Every line in the records below between the one holding "Detect red brick" and the one holding "Detect dark window.", inclusive, is to be set down exactly; all other lines are to be left out.
━━━━━ Material to process ━━━━━
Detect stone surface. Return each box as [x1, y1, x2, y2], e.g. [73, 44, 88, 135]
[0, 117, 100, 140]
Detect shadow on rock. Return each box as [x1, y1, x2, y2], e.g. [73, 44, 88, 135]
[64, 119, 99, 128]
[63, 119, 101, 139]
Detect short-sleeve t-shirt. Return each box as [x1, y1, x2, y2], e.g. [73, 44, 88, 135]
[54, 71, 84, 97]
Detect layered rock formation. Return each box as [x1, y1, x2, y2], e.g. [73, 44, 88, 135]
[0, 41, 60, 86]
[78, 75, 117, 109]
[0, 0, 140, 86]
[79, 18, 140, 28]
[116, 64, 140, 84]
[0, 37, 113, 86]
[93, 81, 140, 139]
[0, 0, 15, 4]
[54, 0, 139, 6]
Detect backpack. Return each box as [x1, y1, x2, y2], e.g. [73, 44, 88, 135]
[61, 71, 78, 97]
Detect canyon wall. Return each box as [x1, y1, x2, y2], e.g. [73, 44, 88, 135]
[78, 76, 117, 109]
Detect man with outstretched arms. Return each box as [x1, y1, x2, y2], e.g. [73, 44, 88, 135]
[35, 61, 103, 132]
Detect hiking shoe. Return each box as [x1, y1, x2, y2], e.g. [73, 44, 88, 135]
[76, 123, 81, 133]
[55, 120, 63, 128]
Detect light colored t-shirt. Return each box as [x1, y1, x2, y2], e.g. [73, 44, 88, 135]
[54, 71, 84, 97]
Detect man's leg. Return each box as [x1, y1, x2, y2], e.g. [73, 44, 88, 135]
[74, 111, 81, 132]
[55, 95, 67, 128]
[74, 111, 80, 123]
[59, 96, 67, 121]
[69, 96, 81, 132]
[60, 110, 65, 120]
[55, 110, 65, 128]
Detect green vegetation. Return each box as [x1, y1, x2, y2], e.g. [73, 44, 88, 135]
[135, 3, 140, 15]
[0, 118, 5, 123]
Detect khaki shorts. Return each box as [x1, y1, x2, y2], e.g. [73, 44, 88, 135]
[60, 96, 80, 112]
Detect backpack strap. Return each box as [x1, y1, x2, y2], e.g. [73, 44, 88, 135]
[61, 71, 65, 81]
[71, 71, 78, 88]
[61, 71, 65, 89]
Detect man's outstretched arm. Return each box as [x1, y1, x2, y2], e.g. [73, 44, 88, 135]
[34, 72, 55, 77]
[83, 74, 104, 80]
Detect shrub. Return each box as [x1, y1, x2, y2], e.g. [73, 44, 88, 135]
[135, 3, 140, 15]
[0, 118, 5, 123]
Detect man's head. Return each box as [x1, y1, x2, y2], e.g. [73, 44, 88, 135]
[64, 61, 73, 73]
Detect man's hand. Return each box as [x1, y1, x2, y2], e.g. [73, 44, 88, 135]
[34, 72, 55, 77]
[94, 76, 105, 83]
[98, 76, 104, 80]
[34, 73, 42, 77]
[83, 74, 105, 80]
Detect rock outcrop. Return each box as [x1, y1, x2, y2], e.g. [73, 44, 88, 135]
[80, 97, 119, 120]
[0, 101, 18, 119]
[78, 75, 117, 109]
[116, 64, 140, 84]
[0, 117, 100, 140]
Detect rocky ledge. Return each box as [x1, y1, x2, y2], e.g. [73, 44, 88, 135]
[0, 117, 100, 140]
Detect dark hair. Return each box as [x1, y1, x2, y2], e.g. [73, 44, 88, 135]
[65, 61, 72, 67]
━━━━━
━━━━━ Material to process ━━━━━
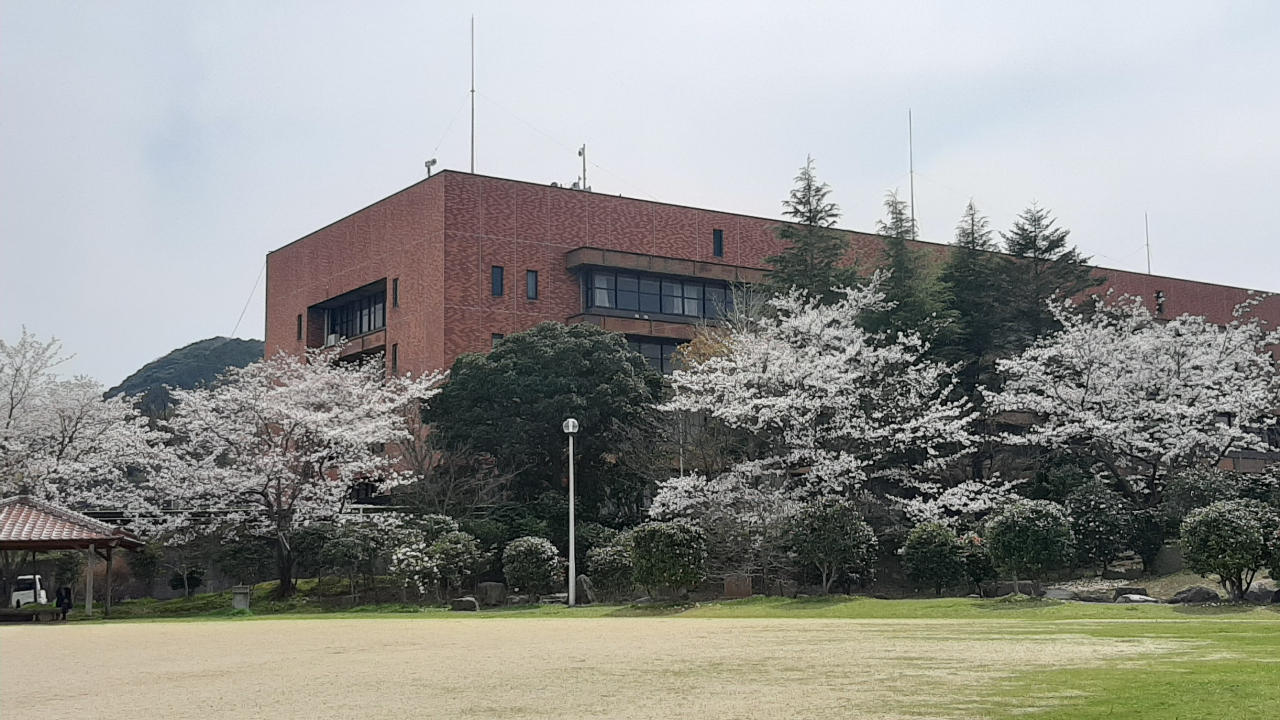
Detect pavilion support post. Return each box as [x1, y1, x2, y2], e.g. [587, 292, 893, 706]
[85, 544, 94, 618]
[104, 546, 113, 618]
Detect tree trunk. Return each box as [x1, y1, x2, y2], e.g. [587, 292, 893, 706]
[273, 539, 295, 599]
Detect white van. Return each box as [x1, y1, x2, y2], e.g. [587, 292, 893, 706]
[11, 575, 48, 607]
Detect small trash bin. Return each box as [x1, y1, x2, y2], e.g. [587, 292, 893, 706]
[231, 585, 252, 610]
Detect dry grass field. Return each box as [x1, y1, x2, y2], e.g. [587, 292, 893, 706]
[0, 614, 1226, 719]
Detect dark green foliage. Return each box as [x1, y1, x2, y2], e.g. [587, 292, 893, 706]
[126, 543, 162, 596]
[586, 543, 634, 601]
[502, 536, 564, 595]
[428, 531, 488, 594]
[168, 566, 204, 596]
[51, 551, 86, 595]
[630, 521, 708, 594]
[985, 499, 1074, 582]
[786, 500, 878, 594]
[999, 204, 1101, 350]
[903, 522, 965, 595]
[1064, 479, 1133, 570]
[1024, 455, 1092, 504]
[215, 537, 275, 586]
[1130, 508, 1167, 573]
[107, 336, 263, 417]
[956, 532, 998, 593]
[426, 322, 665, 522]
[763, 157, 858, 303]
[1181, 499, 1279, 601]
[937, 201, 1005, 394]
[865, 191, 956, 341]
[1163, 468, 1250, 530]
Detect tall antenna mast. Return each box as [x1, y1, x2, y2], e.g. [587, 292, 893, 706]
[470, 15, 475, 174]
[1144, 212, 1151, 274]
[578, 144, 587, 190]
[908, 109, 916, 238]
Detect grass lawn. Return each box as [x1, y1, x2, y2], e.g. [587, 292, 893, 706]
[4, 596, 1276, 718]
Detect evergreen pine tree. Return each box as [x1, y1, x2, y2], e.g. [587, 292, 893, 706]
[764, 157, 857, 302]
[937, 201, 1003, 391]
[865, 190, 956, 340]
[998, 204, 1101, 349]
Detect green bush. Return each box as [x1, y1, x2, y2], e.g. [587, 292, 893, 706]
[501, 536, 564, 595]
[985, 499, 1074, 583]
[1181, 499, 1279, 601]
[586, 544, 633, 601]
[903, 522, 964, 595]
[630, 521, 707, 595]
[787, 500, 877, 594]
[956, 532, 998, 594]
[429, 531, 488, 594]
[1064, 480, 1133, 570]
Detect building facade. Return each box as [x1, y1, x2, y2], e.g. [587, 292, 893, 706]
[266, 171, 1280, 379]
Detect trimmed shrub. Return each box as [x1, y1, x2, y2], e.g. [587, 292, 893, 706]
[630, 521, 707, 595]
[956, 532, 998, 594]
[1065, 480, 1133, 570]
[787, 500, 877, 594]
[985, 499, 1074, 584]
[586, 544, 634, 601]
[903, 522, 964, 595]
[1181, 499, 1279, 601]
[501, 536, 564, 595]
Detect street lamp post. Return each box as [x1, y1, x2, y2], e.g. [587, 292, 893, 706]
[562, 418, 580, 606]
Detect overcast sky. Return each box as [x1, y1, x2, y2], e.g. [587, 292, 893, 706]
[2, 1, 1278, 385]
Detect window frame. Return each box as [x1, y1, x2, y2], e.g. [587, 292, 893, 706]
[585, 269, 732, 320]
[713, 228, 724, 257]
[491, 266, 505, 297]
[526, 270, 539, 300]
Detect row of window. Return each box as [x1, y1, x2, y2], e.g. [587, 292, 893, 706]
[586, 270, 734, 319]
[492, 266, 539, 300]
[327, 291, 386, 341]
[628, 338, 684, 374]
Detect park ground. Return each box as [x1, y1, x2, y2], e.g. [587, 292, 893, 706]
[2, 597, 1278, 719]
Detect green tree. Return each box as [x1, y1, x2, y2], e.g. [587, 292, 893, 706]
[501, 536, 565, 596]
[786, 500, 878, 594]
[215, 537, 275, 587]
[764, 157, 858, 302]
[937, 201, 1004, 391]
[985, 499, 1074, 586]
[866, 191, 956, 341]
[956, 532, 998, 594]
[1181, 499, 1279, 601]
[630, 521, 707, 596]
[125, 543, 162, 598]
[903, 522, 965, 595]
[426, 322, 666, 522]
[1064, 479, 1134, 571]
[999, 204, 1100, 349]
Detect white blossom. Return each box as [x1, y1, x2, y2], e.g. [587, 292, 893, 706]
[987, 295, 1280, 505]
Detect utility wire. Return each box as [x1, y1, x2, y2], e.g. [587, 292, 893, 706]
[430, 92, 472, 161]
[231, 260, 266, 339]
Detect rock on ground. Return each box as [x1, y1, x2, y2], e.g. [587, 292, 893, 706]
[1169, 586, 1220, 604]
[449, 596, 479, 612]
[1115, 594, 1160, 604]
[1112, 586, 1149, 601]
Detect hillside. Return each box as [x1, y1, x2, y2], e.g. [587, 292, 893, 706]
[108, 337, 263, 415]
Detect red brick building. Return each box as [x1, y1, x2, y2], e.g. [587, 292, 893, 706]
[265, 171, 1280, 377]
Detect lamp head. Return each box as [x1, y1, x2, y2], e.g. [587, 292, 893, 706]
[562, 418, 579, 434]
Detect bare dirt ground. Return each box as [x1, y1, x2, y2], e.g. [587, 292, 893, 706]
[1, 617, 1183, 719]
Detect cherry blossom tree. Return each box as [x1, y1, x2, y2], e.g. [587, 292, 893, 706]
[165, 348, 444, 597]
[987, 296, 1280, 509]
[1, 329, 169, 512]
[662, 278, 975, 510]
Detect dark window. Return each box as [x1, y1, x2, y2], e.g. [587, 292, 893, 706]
━━━━━
━━━━━ Material to process ━━━━━
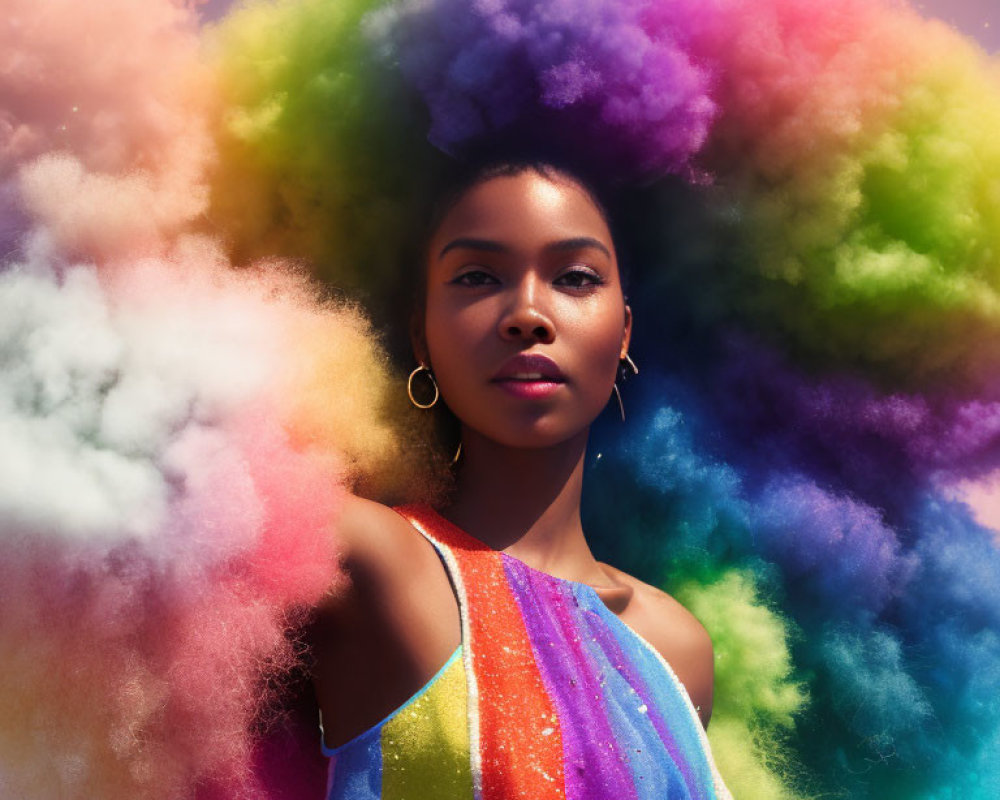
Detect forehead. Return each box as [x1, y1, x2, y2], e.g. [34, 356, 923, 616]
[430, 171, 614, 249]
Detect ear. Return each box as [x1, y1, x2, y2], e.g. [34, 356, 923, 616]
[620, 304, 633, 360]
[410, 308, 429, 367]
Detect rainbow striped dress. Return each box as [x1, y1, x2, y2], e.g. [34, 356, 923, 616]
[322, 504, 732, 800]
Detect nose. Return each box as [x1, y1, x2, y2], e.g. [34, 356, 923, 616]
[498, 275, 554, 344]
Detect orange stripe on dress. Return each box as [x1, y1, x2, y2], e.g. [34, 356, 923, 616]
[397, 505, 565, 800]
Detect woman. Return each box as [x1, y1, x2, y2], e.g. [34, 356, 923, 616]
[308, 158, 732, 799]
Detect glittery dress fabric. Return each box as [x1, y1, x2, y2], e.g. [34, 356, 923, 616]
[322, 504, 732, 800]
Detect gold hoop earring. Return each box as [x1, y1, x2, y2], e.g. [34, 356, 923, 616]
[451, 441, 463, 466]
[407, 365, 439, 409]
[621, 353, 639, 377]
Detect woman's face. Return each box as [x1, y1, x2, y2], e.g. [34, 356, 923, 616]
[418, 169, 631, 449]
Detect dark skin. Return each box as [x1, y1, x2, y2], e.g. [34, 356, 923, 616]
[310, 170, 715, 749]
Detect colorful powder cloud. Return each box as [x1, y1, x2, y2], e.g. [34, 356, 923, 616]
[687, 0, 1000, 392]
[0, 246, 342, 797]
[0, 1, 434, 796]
━━━━━
■ **Response to this task**:
Detect red brick building. Return each box as [x1, y1, x2, y2], e.g. [587, 292, 893, 706]
[265, 171, 1280, 377]
Detect lamp head. Return each box as [x1, y1, x2, y2], e.g. [587, 292, 893, 706]
[562, 418, 579, 434]
Detect bare dirt ground. Return each box as [x1, y1, x2, y2], e.g. [587, 292, 893, 706]
[1, 617, 1183, 719]
Detect cherry blossom tree. Return each box as [x1, y1, x2, y2], e.g. [587, 292, 893, 706]
[165, 348, 444, 597]
[987, 296, 1280, 509]
[1, 329, 169, 512]
[662, 278, 975, 510]
Detect dark window. Return each box as [x1, y1, x2, y2], e.g. [587, 292, 893, 706]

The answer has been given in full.